= J.League Championship =

Two-legged championship series

The J.League Championship is a two-legged championship series which determined the season champion for the first 12 J.League seasons (1993-2004) excluding the 1996 season. In the early years, the J.League seasons were divided into two halves, the first and second stages, and the champions of each stage participated in the series. The competition did not take place in 1996, since the single season format was used in that year. Japanese beer company Suntory sponsored the championship, thus the name Suntory Championship was used in the media and among the general public.

Data section:
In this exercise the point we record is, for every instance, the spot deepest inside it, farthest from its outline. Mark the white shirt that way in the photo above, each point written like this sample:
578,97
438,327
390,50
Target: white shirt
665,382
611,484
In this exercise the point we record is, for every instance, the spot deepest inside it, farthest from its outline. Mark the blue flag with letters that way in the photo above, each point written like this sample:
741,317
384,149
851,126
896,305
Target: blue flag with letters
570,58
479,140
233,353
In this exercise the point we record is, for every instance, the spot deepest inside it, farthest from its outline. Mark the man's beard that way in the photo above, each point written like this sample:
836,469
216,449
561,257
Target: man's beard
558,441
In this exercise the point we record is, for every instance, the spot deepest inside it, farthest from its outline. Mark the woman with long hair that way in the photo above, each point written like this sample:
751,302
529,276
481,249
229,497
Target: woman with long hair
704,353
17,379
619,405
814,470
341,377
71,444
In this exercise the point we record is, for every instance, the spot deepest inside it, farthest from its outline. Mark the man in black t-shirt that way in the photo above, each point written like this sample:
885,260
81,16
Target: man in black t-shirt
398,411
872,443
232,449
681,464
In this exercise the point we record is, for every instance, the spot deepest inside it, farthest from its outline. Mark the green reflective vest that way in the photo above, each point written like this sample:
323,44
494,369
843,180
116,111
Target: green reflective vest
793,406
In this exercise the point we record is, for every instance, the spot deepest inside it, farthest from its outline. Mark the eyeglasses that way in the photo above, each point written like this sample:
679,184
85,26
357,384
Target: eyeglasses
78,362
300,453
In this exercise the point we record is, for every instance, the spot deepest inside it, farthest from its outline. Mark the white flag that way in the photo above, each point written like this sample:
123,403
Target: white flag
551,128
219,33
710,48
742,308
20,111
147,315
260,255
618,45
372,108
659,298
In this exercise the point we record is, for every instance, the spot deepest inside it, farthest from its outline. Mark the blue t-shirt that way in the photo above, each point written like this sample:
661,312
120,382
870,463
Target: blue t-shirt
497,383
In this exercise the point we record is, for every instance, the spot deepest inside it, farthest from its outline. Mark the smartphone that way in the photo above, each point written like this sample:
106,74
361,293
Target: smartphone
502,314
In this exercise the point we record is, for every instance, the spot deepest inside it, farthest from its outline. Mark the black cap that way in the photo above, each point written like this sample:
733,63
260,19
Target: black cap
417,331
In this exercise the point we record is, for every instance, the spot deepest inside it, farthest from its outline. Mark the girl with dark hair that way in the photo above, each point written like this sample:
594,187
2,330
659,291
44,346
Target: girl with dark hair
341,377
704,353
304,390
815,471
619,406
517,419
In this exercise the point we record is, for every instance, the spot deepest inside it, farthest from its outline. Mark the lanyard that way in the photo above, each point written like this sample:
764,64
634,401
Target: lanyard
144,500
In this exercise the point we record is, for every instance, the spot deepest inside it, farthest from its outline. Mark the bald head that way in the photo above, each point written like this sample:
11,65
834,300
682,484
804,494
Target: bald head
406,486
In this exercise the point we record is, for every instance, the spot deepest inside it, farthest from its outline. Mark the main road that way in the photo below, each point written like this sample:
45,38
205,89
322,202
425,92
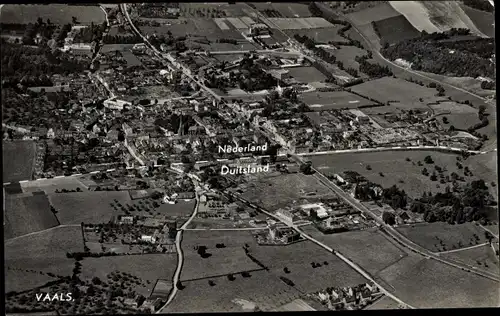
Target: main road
390,231
322,245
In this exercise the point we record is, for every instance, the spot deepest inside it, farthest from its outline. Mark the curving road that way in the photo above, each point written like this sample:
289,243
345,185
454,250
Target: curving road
322,245
180,254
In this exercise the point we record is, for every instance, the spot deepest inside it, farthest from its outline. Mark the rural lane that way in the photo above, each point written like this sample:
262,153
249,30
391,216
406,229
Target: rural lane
353,265
376,52
180,254
393,233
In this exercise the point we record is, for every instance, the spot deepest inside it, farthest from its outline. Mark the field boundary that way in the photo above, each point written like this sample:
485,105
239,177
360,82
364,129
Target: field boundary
225,274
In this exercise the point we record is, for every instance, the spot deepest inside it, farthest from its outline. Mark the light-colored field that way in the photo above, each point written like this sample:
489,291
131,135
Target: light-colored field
148,268
88,207
383,303
300,23
18,160
425,283
231,259
394,166
306,74
57,13
27,214
297,258
321,101
429,235
273,192
393,89
435,16
368,248
49,186
44,252
320,35
453,107
482,257
376,13
262,288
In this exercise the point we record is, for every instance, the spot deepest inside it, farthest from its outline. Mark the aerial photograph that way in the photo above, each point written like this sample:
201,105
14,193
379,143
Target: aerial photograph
200,157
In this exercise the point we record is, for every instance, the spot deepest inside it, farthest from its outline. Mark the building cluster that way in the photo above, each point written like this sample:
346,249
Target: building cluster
348,298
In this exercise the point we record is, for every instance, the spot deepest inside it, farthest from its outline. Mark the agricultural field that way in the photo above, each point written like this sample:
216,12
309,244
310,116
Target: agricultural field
395,29
368,248
406,175
323,101
147,268
57,13
435,16
384,302
89,207
273,191
376,13
425,283
320,35
262,288
306,74
407,94
482,20
21,280
346,55
440,236
18,160
49,186
300,23
231,10
195,27
482,257
297,258
222,261
43,252
26,214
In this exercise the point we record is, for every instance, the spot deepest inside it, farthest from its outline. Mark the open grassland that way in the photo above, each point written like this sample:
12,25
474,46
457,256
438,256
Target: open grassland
261,288
147,268
291,10
27,214
346,55
407,94
425,283
89,207
441,236
482,20
395,29
320,35
278,190
236,9
306,74
483,257
18,160
231,259
384,302
375,13
44,252
368,248
297,258
57,13
323,101
20,280
406,175
49,186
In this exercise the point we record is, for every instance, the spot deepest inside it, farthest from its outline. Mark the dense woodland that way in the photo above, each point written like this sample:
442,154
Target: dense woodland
433,53
31,65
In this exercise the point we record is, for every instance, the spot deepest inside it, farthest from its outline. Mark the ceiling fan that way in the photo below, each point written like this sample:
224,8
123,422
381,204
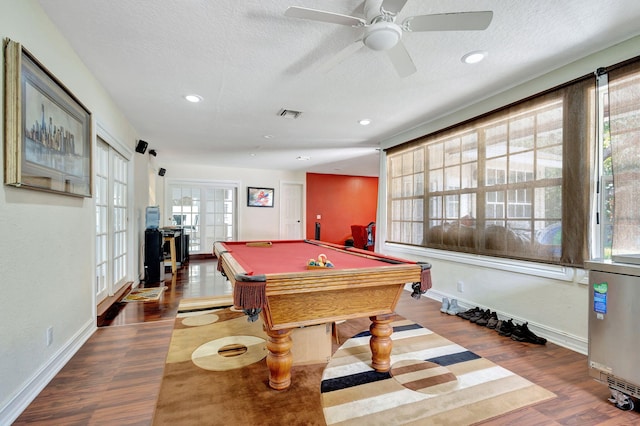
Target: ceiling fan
382,33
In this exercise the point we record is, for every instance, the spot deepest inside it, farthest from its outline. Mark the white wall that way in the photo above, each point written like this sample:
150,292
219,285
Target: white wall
47,246
553,299
253,223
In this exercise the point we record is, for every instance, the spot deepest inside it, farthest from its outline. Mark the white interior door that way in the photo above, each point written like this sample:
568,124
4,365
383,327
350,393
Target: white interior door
291,213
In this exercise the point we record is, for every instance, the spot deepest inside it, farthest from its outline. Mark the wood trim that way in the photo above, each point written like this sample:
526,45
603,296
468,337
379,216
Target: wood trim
104,306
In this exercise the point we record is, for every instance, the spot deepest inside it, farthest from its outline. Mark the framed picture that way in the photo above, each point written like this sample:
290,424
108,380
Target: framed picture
47,130
259,197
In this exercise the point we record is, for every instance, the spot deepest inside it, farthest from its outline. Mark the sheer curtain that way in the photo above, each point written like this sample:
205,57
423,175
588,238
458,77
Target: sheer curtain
512,183
624,127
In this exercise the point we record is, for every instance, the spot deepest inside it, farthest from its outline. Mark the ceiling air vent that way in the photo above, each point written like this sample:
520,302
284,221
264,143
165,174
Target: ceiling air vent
289,113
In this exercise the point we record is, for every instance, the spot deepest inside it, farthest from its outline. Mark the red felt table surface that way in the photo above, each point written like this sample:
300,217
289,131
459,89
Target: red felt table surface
293,256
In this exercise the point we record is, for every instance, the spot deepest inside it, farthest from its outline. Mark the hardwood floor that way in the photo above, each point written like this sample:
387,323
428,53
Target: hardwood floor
115,378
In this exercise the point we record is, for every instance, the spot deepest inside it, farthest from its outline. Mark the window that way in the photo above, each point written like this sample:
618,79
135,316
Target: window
510,183
111,192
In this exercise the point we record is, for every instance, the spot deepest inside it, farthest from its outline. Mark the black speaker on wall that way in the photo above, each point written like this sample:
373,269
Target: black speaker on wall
142,146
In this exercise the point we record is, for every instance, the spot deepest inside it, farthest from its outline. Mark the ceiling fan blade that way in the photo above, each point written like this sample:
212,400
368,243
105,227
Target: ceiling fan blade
401,60
341,56
323,16
393,6
462,21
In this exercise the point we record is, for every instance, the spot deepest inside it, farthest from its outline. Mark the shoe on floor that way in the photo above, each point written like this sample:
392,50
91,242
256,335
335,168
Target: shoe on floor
484,319
492,323
481,313
468,313
506,328
522,334
453,307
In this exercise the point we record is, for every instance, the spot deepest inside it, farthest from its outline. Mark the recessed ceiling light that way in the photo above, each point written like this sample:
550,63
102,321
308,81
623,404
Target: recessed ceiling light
193,98
474,57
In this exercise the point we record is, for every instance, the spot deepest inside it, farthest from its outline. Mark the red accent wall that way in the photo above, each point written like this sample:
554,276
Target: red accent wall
341,201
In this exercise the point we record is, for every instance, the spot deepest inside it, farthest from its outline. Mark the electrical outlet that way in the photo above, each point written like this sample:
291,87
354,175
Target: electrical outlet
49,336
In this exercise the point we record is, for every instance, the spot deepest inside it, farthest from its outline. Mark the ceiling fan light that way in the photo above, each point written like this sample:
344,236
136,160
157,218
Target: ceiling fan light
193,98
474,57
382,35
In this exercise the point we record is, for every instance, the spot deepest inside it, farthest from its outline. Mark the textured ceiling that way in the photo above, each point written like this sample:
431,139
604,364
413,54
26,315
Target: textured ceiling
247,61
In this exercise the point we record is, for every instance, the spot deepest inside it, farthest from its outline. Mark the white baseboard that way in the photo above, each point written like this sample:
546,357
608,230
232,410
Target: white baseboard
10,412
560,338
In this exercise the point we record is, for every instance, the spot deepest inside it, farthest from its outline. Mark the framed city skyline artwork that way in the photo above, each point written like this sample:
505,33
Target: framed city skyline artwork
259,197
47,130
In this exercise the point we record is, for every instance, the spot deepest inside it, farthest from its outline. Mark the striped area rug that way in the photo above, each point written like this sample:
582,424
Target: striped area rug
432,381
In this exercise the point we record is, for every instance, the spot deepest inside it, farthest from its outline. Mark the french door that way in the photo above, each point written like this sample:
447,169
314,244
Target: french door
205,211
111,175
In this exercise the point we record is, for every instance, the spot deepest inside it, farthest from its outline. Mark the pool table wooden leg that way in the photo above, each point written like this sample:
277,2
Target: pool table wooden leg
380,342
279,358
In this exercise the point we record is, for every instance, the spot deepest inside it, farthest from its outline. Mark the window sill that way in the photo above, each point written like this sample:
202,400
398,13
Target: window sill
557,272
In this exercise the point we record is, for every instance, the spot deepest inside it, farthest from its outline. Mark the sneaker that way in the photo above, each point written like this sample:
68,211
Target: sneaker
498,325
445,305
484,319
506,328
493,321
522,334
453,307
478,315
468,313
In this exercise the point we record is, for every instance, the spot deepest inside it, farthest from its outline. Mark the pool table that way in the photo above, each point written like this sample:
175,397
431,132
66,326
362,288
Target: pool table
273,279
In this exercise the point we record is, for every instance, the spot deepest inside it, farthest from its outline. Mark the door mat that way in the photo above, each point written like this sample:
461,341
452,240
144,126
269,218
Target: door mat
144,294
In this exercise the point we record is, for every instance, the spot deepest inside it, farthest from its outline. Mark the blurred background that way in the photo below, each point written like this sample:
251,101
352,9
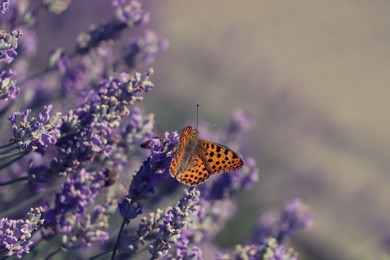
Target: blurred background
314,76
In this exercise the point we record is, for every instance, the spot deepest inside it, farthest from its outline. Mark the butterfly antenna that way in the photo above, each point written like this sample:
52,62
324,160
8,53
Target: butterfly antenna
197,112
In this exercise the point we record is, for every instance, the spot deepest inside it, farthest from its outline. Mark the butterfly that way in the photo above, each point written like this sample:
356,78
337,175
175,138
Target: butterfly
196,159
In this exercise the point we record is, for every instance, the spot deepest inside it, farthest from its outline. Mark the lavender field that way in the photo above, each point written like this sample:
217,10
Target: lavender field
93,98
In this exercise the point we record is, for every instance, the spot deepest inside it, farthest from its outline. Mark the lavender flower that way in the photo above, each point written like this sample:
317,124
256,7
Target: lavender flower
70,214
15,235
72,161
148,176
57,6
130,12
270,250
162,229
35,134
8,45
295,215
8,89
143,50
4,6
87,131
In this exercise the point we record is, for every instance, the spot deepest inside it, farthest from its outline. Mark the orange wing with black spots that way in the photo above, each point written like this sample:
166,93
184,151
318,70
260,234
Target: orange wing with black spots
218,158
196,160
194,175
183,141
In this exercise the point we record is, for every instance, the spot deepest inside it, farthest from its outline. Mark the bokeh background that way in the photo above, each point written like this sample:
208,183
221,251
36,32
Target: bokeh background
314,76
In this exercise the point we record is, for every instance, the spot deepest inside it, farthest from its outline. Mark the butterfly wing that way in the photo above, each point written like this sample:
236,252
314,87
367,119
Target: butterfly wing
196,173
183,141
218,158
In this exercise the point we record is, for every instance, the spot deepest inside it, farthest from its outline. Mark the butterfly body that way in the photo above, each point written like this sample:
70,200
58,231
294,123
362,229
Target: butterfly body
196,159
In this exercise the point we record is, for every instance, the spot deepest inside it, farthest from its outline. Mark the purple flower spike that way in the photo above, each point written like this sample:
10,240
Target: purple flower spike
8,89
8,45
35,134
4,6
163,229
130,12
15,234
295,215
270,250
148,176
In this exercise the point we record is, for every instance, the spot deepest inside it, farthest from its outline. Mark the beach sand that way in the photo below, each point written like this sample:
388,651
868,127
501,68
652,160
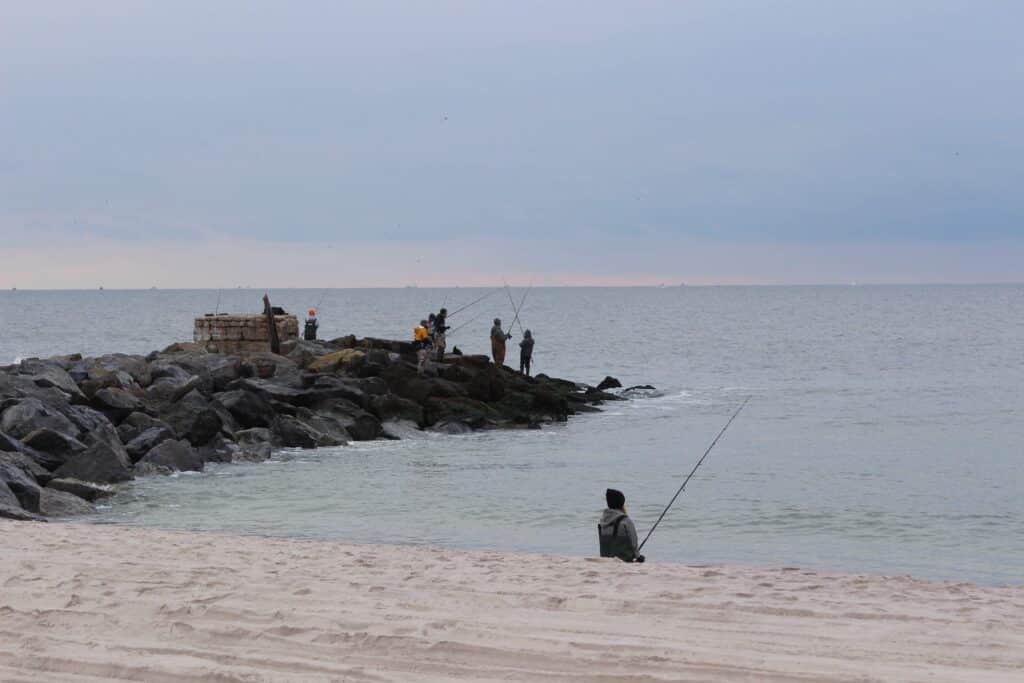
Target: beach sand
83,602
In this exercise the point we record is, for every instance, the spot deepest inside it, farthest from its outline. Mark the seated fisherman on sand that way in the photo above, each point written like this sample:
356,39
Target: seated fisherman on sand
615,531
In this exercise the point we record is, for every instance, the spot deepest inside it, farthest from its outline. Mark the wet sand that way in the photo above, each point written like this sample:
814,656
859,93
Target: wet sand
83,602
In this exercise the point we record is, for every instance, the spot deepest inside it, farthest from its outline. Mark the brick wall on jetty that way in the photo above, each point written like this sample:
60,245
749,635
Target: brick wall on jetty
227,333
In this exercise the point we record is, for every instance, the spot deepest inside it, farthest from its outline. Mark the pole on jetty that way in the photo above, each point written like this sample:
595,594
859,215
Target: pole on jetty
271,326
688,476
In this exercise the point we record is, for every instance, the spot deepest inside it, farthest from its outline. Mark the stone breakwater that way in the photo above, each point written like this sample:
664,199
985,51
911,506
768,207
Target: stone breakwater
73,428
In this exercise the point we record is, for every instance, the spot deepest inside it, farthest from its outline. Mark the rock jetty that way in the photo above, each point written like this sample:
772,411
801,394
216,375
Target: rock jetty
72,428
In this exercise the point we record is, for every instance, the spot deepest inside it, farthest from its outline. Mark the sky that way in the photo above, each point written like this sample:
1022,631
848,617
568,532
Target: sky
434,143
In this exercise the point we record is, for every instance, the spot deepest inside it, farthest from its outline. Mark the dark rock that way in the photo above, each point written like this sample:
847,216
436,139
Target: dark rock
348,341
28,465
116,403
333,428
136,423
87,420
295,433
164,370
467,411
452,428
25,488
85,489
19,514
594,394
304,352
29,415
194,419
105,461
171,456
55,444
265,366
53,503
172,389
640,391
7,499
390,407
399,429
249,409
48,374
9,444
254,444
146,441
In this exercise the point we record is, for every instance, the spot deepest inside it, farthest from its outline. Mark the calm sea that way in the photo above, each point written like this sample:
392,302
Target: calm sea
885,431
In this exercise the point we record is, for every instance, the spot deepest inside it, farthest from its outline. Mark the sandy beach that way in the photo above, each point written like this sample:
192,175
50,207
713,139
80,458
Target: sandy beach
97,603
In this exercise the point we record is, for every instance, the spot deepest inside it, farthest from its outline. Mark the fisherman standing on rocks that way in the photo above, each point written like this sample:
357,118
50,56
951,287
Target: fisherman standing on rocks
421,339
615,532
525,352
498,339
440,327
311,327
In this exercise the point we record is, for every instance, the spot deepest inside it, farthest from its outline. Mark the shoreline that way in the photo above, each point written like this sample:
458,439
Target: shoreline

Prompt: According to the J.League Championship text, why was the championship series not held in 1996?

Written response: It was not held because the single season format was used that year.